• WHAT TO DO
(1) Translate this sentence from the post on illness and January into French: "Part of the reason Professional Sick Girl exists is to share the untold side of illness."
(2) In the post on illness and January, how was the writer feeling when entering December 2017?
(3) Please carry on the post on illness and January, picking up right after its final sentence.

• TEXT SEGMENT
= = = =
The truth is I don’t particularly like to talk about it when I’m having a hard time. Actually, let me rephrase that, I don’t like to share on the internet with total strangers when I’m too whacked to get out of bed for a week and look like I’m still recovering from an epic NYE three weeks later (when on the night itself I was in bed before midnight, with not even the power of prosecco enough to prevent me from coughing up half a lung).
Yes, I sometimes dislike that level of oversharing. Honestly I’ve never wanted to talk about my health less than I do right now. I entered December 2017 feeling happy and positive, with plans for the year ahead bubbling away in my mind. Yet due to ill health, I arrived in 2018 in considerably less style than I had intended and have been really struggling to pick myself up again since.
Part of the reason Professional Sick Girl exists is to share the untold side of illness. I want to talk about aspects of illness in a way we don’t often hear and find ways to make them applicable to people who don’t experience it in their day to day lives.
So when I’m fresh out of positive, and chalk a day up as ‘successful’ when it takes me less than an hour to get out of bed- it’s hard to know how to talk about this in a way that achievers and happy ‘morning people’ can possibly relate to.
And then I remembered something. It’s January! The month of misery, dampened ambitions and soggy leftovers.
Surely I am not the only one out there who has not started 2018 as intended? Everyone starts out with lofty goals on 1st of Jan and yet a solid 50% (unverified stats FTW) land flat on our faces come February.
It occurred to me recently, that there are times the list of expectations I place on myself feels more exhaustive than the list of medications I take. While that may not be the correct analogy for all of us, we all go through times where our mismatched expectations of ourselves cause more harm than good. There are few times of year this reality feels more stark than during January.
= = = =
[Extracted data entries]
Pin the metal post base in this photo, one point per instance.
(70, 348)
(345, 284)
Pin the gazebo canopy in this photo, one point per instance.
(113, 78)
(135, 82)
= = = =
• EXPECTED OUTPUTS
(1) Si Professional Sick Girl existe, c’est en partie pour partager la face cachée de la maladie.

(2) Happy and positive.

(3)
Perhaps this is why I’ve never been one to make new year’s resolutions. I like the sentiment sure, and I’m all for people channelling their ambitions healthily. But we would also do well to realise when external circumstances may dictate the success of any narrowly defined resolutions, the resulting failure of which only makes us feel more deflated than when we started. And I admit, it is hard to make resolutions when you can’t assume you will be in a good enough state of health to see them through in 12 months time.
I’ve decided to try this year however; I have just one resolution for 2018 and it is to keep going.
When I feel so rough that I can’t remember ever feeling like an ambitious career woman, I will simply keep reminding myself that I am, until it feels real again. When a chest exacerbation has knocked me for six – and I can’t remember what a successful push up looks like, let alone the interior of the gym – I will trust that I used to be good at them and I can be again.
When I feel so lost – my confidence shook from a period of illness – that I can’t even fathom why I have such big dreams, I will remember all the dreams in my life I have already made reality. I may not know when, but I do I know there will be more to come.